**SOURCE DOCUMENT**
* * * * * * * * *

A test taker prays as she waits for the College Scholastic Aptitude Test to start at Inhwa Girls' High School in Incheon, Thursday. Joint Press Corps
Forget the SAT.
Korea’s College Scholastic Ability Test (CSAT), or Suneung, includes an English section so notoriously difficult that some students have likened it to deciphering an ancient script. Far from being a routine exam, it features dense passages and difficult vocabulary that even fluent English speakers say they are left second-guessing themselves — turning a test intended to measure proficiency into something closer to a national exercise in linguistic frustration.
But despite recurring criticism that the exam’s complexity goes far beyond what high school students can reasonably handle, experts argue that the test is designed not to measure simple language proficiency but to gauge students’ analytical and learning potential once they enter university.
Still, they warn that the extreme competitiveness surrounding the exam may be producing negative side effects, including excessive stress and an unhealthy test-driven learning culture.
“In general, I find the difficulty level of the questions ridiculous — I’d wager that a high percentage of native speakers would struggle with them,” said Anjee DiSanto from the U.S., who works as an assistant professor at Wonkwang University, after reviewing Thursday’s English test.
“These exams push students to engage with a type of complex, often antiquated language that has little to do with real-world communication,” she added.
Native English speakers who reviewed the test shared similar views, saying the questions were unnecessarily convoluted and far removed from natural language use.
“The test deliberately uses overly complex vocabulary and sentence structures to confuse readers,” said an American elementary school teacher based in Sejong City, who spoke on condition of anonymity. “Even native speakers would have trouble understanding some of these passages.”

An answer from ChatGPT when asked about question 39 of this year's College Scholastic Aptitude Test English section / Captured from ChatGPT
When asked about question 39 — one of the questions designed to raise this year’s English-section difficulty — both native speakers and the generative artificial intelligence tool ChatGPT selected a different choice from the official answer.
While the correct answer was listed as No. 3, many native speakers, as well as ChatGPT, identified No. 1 as the most appropriate response.

* * * * * * * * *

**EXERCISE DATA**
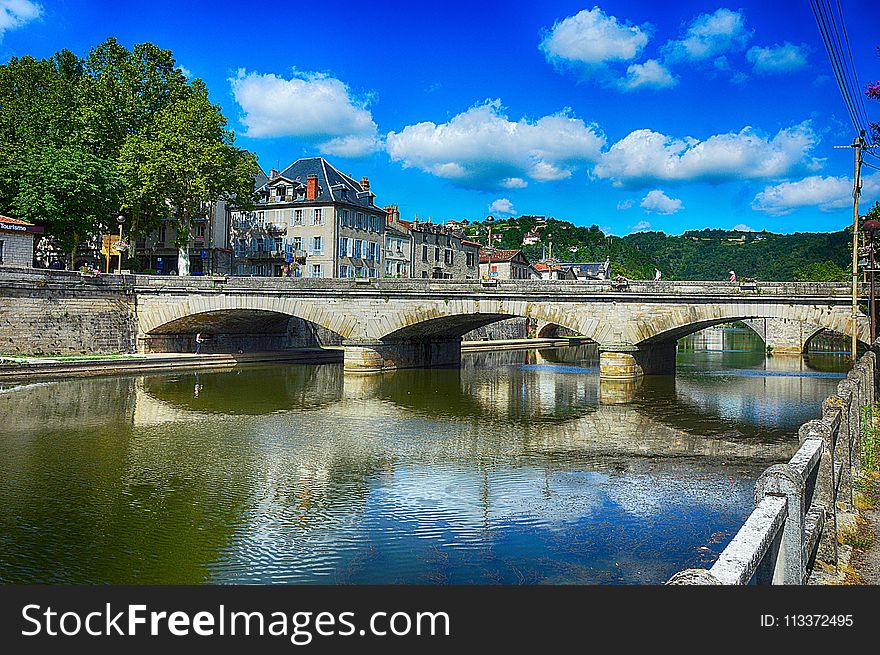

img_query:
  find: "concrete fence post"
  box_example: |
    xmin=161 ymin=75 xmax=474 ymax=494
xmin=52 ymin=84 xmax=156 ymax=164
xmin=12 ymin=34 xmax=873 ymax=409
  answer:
xmin=822 ymin=390 xmax=854 ymax=512
xmin=798 ymin=420 xmax=840 ymax=565
xmin=846 ymin=371 xmax=864 ymax=464
xmin=755 ymin=464 xmax=807 ymax=585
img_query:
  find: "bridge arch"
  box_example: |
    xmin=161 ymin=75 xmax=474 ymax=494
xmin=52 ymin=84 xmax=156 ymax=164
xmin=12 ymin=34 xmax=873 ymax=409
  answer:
xmin=137 ymin=294 xmax=356 ymax=352
xmin=367 ymin=299 xmax=595 ymax=340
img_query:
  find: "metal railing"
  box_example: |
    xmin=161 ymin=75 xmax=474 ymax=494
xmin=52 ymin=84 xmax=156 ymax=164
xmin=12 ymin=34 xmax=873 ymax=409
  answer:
xmin=666 ymin=340 xmax=880 ymax=585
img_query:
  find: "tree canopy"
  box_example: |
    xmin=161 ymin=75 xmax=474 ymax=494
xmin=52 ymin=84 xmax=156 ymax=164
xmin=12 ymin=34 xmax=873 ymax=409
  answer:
xmin=0 ymin=38 xmax=258 ymax=266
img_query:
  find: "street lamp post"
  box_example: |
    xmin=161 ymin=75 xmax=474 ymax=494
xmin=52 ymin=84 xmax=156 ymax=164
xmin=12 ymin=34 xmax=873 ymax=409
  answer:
xmin=862 ymin=219 xmax=880 ymax=343
xmin=116 ymin=214 xmax=125 ymax=275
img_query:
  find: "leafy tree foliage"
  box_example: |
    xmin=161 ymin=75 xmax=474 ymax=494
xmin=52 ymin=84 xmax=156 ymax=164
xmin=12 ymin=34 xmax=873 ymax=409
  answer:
xmin=0 ymin=38 xmax=257 ymax=270
xmin=120 ymin=82 xmax=258 ymax=275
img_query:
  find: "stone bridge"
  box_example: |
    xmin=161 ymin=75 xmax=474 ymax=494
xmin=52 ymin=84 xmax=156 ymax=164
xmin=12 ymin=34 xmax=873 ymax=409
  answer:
xmin=124 ymin=276 xmax=868 ymax=379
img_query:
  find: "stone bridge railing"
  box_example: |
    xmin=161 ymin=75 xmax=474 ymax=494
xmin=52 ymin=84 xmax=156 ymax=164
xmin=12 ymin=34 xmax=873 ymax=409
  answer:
xmin=666 ymin=340 xmax=880 ymax=585
xmin=124 ymin=275 xmax=851 ymax=298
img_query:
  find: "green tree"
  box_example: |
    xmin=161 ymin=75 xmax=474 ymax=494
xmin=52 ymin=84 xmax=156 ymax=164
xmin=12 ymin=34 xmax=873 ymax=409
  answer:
xmin=120 ymin=80 xmax=259 ymax=275
xmin=794 ymin=260 xmax=850 ymax=282
xmin=11 ymin=146 xmax=122 ymax=264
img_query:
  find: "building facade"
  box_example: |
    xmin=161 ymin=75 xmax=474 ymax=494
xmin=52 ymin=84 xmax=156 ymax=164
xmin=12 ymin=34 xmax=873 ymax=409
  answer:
xmin=229 ymin=157 xmax=385 ymax=278
xmin=0 ymin=216 xmax=43 ymax=267
xmin=480 ymin=250 xmax=534 ymax=280
xmin=134 ymin=200 xmax=232 ymax=275
xmin=403 ymin=221 xmax=480 ymax=280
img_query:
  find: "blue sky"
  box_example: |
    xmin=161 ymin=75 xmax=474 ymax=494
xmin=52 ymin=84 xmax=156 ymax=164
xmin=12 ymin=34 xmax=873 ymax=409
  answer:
xmin=0 ymin=0 xmax=880 ymax=235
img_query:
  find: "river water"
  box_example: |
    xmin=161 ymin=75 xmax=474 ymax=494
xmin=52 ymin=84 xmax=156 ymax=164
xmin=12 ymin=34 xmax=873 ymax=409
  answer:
xmin=0 ymin=328 xmax=848 ymax=584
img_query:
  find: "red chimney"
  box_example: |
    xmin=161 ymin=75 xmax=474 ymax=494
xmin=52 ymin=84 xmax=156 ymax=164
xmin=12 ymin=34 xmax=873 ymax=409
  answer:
xmin=306 ymin=175 xmax=318 ymax=200
xmin=385 ymin=205 xmax=400 ymax=225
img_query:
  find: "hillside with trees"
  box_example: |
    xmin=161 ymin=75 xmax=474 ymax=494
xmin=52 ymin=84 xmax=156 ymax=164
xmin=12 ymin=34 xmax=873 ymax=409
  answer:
xmin=465 ymin=213 xmax=868 ymax=281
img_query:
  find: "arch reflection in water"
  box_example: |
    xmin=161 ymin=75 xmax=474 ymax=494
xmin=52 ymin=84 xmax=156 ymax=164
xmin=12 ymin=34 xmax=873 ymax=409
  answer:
xmin=0 ymin=334 xmax=852 ymax=583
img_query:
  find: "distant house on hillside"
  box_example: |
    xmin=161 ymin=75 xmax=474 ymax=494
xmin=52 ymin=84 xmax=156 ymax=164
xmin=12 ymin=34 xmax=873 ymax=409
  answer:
xmin=556 ymin=259 xmax=611 ymax=280
xmin=523 ymin=230 xmax=541 ymax=246
xmin=532 ymin=262 xmax=577 ymax=280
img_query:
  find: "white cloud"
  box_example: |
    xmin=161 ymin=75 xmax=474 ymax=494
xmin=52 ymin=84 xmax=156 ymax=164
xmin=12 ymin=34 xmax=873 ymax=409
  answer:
xmin=663 ymin=8 xmax=752 ymax=61
xmin=0 ymin=0 xmax=43 ymax=39
xmin=501 ymin=177 xmax=529 ymax=189
xmin=639 ymin=189 xmax=684 ymax=216
xmin=618 ymin=59 xmax=678 ymax=91
xmin=230 ymin=69 xmax=380 ymax=157
xmin=489 ymin=198 xmax=516 ymax=216
xmin=746 ymin=41 xmax=809 ymax=75
xmin=386 ymin=100 xmax=605 ymax=189
xmin=752 ymin=174 xmax=880 ymax=216
xmin=593 ymin=122 xmax=820 ymax=186
xmin=540 ymin=7 xmax=648 ymax=66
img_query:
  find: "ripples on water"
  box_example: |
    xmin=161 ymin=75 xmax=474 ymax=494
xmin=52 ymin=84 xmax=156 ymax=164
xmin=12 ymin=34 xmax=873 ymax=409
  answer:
xmin=0 ymin=330 xmax=845 ymax=584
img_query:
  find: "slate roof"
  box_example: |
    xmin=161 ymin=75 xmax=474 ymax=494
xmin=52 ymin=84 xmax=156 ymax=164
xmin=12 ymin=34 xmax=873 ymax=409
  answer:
xmin=257 ymin=157 xmax=381 ymax=211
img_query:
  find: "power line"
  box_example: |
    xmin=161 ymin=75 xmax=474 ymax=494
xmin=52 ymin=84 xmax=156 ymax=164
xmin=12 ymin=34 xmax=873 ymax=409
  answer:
xmin=837 ymin=0 xmax=869 ymax=127
xmin=810 ymin=0 xmax=869 ymax=132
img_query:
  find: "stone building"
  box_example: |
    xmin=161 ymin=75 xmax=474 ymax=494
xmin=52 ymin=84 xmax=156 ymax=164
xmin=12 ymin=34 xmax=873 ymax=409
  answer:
xmin=134 ymin=197 xmax=239 ymax=275
xmin=230 ymin=157 xmax=385 ymax=278
xmin=401 ymin=221 xmax=480 ymax=280
xmin=385 ymin=205 xmax=413 ymax=277
xmin=480 ymin=250 xmax=534 ymax=280
xmin=0 ymin=216 xmax=43 ymax=267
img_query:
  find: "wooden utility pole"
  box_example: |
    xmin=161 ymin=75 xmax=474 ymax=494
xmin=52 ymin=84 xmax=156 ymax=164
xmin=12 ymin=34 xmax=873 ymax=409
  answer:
xmin=851 ymin=131 xmax=865 ymax=364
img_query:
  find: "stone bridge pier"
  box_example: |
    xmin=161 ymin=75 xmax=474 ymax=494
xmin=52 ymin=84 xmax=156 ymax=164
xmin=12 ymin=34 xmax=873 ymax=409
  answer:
xmin=599 ymin=341 xmax=676 ymax=380
xmin=342 ymin=337 xmax=461 ymax=373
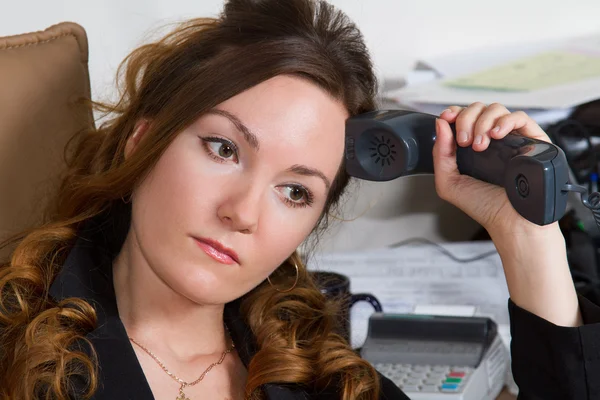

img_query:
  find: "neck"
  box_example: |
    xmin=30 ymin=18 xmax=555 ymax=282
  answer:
xmin=113 ymin=230 xmax=231 ymax=362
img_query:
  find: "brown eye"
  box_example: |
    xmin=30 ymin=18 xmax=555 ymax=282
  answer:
xmin=200 ymin=137 xmax=238 ymax=162
xmin=219 ymin=144 xmax=235 ymax=158
xmin=290 ymin=187 xmax=304 ymax=201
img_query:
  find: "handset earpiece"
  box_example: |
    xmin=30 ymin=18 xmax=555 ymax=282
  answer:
xmin=345 ymin=110 xmax=569 ymax=225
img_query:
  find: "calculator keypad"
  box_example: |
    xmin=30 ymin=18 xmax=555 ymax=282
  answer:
xmin=374 ymin=363 xmax=473 ymax=393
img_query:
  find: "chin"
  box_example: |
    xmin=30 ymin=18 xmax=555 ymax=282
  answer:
xmin=171 ymin=267 xmax=244 ymax=305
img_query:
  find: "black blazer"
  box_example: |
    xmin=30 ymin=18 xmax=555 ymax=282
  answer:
xmin=50 ymin=211 xmax=600 ymax=400
xmin=44 ymin=216 xmax=408 ymax=400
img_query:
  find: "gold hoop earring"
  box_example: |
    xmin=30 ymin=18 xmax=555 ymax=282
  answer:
xmin=267 ymin=263 xmax=300 ymax=293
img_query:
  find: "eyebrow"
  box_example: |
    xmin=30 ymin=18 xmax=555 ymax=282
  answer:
xmin=207 ymin=108 xmax=260 ymax=151
xmin=208 ymin=108 xmax=331 ymax=191
xmin=287 ymin=165 xmax=331 ymax=191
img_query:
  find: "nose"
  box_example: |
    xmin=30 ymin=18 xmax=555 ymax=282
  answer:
xmin=217 ymin=185 xmax=263 ymax=234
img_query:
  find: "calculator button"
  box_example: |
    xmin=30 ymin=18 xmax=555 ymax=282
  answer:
xmin=429 ymin=372 xmax=446 ymax=382
xmin=451 ymin=367 xmax=470 ymax=373
xmin=440 ymin=383 xmax=459 ymax=393
xmin=413 ymin=365 xmax=429 ymax=372
xmin=408 ymin=372 xmax=427 ymax=379
xmin=421 ymin=384 xmax=439 ymax=393
xmin=404 ymin=378 xmax=421 ymax=386
xmin=401 ymin=384 xmax=419 ymax=392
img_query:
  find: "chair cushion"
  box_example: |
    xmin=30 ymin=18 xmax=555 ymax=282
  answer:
xmin=0 ymin=22 xmax=93 ymax=260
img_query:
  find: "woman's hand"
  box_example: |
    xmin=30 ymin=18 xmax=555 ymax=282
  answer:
xmin=433 ymin=103 xmax=581 ymax=326
xmin=433 ymin=103 xmax=557 ymax=234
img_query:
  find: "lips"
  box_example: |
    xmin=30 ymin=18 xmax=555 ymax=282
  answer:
xmin=194 ymin=237 xmax=240 ymax=264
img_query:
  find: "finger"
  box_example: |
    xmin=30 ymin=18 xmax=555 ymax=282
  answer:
xmin=433 ymin=118 xmax=460 ymax=201
xmin=440 ymin=106 xmax=464 ymax=123
xmin=491 ymin=111 xmax=551 ymax=142
xmin=456 ymin=102 xmax=486 ymax=147
xmin=473 ymin=103 xmax=510 ymax=151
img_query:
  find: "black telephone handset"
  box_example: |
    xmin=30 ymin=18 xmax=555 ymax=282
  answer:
xmin=345 ymin=110 xmax=569 ymax=225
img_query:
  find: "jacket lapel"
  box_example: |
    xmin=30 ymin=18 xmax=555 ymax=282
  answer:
xmin=50 ymin=211 xmax=309 ymax=400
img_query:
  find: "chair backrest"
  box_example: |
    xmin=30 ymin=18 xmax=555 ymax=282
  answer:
xmin=0 ymin=22 xmax=94 ymax=261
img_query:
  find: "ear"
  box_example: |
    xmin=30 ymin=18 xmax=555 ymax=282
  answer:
xmin=125 ymin=119 xmax=150 ymax=159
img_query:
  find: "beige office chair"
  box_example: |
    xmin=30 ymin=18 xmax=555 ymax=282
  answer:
xmin=0 ymin=22 xmax=93 ymax=262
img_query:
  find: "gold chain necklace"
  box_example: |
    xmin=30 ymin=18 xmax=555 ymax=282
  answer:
xmin=129 ymin=337 xmax=235 ymax=400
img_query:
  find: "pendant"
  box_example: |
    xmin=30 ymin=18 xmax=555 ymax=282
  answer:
xmin=175 ymin=386 xmax=190 ymax=400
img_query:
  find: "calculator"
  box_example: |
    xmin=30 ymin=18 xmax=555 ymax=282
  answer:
xmin=361 ymin=313 xmax=509 ymax=400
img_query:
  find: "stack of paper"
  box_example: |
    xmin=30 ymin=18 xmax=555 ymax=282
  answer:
xmin=384 ymin=34 xmax=600 ymax=124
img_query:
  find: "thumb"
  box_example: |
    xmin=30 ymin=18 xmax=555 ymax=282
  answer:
xmin=433 ymin=118 xmax=463 ymax=201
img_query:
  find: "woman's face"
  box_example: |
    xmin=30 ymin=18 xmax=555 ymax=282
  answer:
xmin=128 ymin=76 xmax=348 ymax=304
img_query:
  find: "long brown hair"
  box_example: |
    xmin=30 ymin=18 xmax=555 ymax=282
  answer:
xmin=0 ymin=0 xmax=379 ymax=400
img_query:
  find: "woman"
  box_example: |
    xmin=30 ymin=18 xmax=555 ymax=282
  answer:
xmin=0 ymin=0 xmax=592 ymax=400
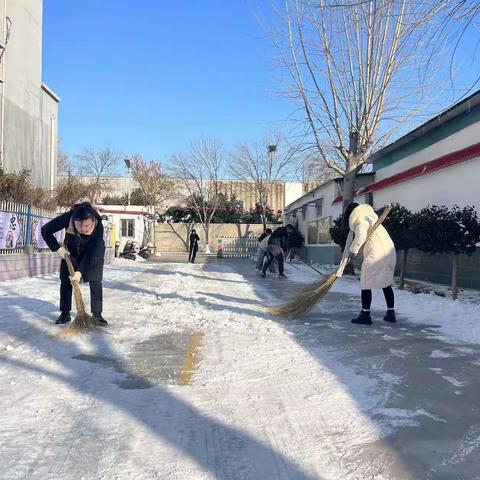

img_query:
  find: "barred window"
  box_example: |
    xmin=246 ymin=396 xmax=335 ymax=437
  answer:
xmin=122 ymin=218 xmax=135 ymax=237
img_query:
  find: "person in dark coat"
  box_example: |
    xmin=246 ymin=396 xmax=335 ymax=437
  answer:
xmin=255 ymin=228 xmax=275 ymax=273
xmin=188 ymin=229 xmax=200 ymax=263
xmin=262 ymin=224 xmax=294 ymax=278
xmin=42 ymin=202 xmax=107 ymax=325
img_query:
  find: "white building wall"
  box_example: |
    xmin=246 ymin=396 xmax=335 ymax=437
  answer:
xmin=0 ymin=0 xmax=59 ymax=189
xmin=373 ymin=117 xmax=480 ymax=211
xmin=283 ymin=182 xmax=303 ymax=207
xmin=373 ymin=157 xmax=480 ymax=212
xmin=96 ymin=205 xmax=154 ymax=252
xmin=375 ymin=122 xmax=480 ymax=182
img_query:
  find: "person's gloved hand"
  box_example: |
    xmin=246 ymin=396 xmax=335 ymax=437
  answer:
xmin=70 ymin=270 xmax=82 ymax=283
xmin=55 ymin=247 xmax=70 ymax=259
xmin=347 ymin=252 xmax=357 ymax=265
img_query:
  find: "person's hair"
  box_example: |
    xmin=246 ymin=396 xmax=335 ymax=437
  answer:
xmin=343 ymin=202 xmax=358 ymax=227
xmin=72 ymin=203 xmax=95 ymax=222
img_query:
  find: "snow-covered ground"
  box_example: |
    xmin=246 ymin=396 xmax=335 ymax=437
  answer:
xmin=0 ymin=260 xmax=480 ymax=480
xmin=287 ymin=263 xmax=480 ymax=344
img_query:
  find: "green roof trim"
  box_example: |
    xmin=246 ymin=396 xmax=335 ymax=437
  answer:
xmin=373 ymin=104 xmax=480 ymax=171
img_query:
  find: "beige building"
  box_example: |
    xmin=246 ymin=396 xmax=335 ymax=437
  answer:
xmin=0 ymin=0 xmax=60 ymax=189
xmin=74 ymin=177 xmax=313 ymax=210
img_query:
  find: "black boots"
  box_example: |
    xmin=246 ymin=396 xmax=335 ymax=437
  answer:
xmin=93 ymin=313 xmax=108 ymax=327
xmin=55 ymin=312 xmax=72 ymax=325
xmin=383 ymin=310 xmax=397 ymax=323
xmin=352 ymin=310 xmax=372 ymax=325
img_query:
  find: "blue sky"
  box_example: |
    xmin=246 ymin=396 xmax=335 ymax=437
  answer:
xmin=43 ymin=0 xmax=292 ymax=169
xmin=43 ymin=0 xmax=480 ymax=172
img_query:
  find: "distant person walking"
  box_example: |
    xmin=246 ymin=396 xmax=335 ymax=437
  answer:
xmin=188 ymin=229 xmax=200 ymax=263
xmin=255 ymin=228 xmax=275 ymax=273
xmin=262 ymin=224 xmax=294 ymax=278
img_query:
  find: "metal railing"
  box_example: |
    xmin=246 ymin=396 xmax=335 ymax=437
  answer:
xmin=0 ymin=201 xmax=112 ymax=255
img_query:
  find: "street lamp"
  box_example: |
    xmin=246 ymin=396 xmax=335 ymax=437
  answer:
xmin=123 ymin=157 xmax=132 ymax=205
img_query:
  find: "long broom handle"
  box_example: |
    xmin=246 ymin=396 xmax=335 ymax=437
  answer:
xmin=336 ymin=203 xmax=393 ymax=277
xmin=65 ymin=254 xmax=85 ymax=315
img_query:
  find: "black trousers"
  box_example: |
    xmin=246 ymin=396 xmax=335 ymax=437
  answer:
xmin=362 ymin=285 xmax=395 ymax=310
xmin=60 ymin=278 xmax=103 ymax=315
xmin=188 ymin=248 xmax=198 ymax=263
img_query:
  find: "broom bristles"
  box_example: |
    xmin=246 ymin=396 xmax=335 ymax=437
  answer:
xmin=57 ymin=313 xmax=98 ymax=338
xmin=268 ymin=273 xmax=338 ymax=318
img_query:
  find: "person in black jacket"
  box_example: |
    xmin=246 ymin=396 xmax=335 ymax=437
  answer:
xmin=42 ymin=202 xmax=107 ymax=325
xmin=188 ymin=229 xmax=200 ymax=263
xmin=262 ymin=224 xmax=294 ymax=278
xmin=255 ymin=228 xmax=275 ymax=273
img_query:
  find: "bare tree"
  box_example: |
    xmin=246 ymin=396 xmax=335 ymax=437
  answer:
xmin=230 ymin=131 xmax=298 ymax=231
xmin=132 ymin=155 xmax=175 ymax=207
xmin=77 ymin=147 xmax=120 ymax=202
xmin=271 ymin=0 xmax=443 ymax=210
xmin=171 ymin=137 xmax=224 ymax=253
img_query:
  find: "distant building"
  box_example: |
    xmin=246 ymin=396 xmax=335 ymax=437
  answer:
xmin=0 ymin=0 xmax=60 ymax=190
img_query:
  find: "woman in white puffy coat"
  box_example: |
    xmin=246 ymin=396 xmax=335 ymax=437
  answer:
xmin=344 ymin=203 xmax=397 ymax=325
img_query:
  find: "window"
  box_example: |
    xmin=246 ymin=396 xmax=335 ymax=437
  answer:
xmin=318 ymin=217 xmax=332 ymax=243
xmin=122 ymin=218 xmax=135 ymax=237
xmin=365 ymin=192 xmax=373 ymax=207
xmin=307 ymin=220 xmax=318 ymax=245
xmin=317 ymin=198 xmax=323 ymax=217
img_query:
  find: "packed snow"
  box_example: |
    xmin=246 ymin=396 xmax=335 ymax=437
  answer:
xmin=0 ymin=259 xmax=480 ymax=480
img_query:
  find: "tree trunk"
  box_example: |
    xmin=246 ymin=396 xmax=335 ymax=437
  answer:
xmin=452 ymin=253 xmax=458 ymax=300
xmin=203 ymin=223 xmax=210 ymax=253
xmin=262 ymin=205 xmax=267 ymax=232
xmin=398 ymin=249 xmax=408 ymax=290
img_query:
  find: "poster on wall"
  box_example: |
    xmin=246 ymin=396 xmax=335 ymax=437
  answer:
xmin=0 ymin=212 xmax=23 ymax=249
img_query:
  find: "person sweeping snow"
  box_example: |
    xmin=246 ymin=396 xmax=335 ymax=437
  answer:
xmin=41 ymin=202 xmax=107 ymax=326
xmin=344 ymin=203 xmax=397 ymax=325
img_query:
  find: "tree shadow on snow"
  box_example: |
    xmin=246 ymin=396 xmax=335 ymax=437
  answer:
xmin=0 ymin=286 xmax=319 ymax=480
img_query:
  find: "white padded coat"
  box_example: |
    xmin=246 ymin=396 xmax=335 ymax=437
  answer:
xmin=345 ymin=204 xmax=397 ymax=290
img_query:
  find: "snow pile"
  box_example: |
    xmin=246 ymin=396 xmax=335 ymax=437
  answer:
xmin=0 ymin=260 xmax=411 ymax=480
xmin=287 ymin=264 xmax=480 ymax=344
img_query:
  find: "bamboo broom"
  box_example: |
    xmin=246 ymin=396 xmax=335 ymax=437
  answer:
xmin=57 ymin=255 xmax=98 ymax=337
xmin=268 ymin=204 xmax=393 ymax=318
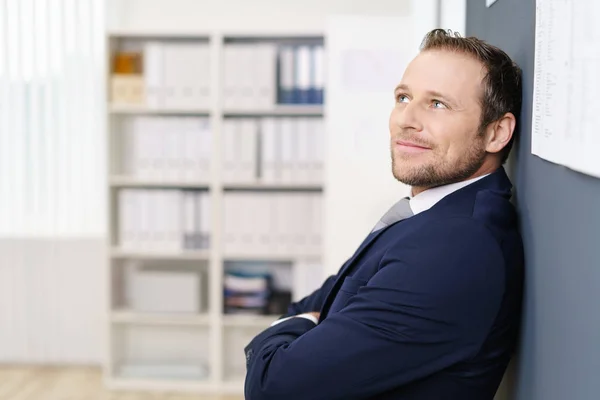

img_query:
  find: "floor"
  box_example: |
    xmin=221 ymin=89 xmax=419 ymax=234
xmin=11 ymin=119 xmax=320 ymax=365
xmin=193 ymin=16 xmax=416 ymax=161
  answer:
xmin=0 ymin=366 xmax=243 ymax=400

* * * * * * * * *

**STUDY QUESTIONS**
[1] Answer these from the article about the English section of Korea's college entrance exam:
(a) What is Anjee DiSanto's job, and where does she hold it?
(b) Which choice was the official answer to question 39?
(c) In which city is the anonymous American elementary school teacher based?
[2] List every name or abbreviation the article about Korea's college entrance exam uses for that Korean exam.
[3] Decide whether each statement agrees with the article on the Korean exam's English section. Answer yes or no and quote the words from the article that decide it.
(a) ChatGPT chose the official answer to question 39.
(b) Experts argue the test is meant to gauge students' analytical and learning potential for university.
(c) The American elementary school teacher in Sejong City was quoted by name.

**ANSWERS PER TASK**
[1]
(a) She is an assistant professor at Wonkwang University.
(b) No. 3.
(c) Sejong City.

[2]
College Scholastic Aptitude Test
College Scholastic Ability Test
CSAT
Suneung

[3]
(a) No: "both native speakers and the generative artificial intelligence tool ChatGPT selected a different choice from the official answer."
(b) Yes: "the test is designed not to measure simple language proficiency but to gauge students’ analytical and learning potential once they enter university."
(c) No: "who spoke on condition of anonymity."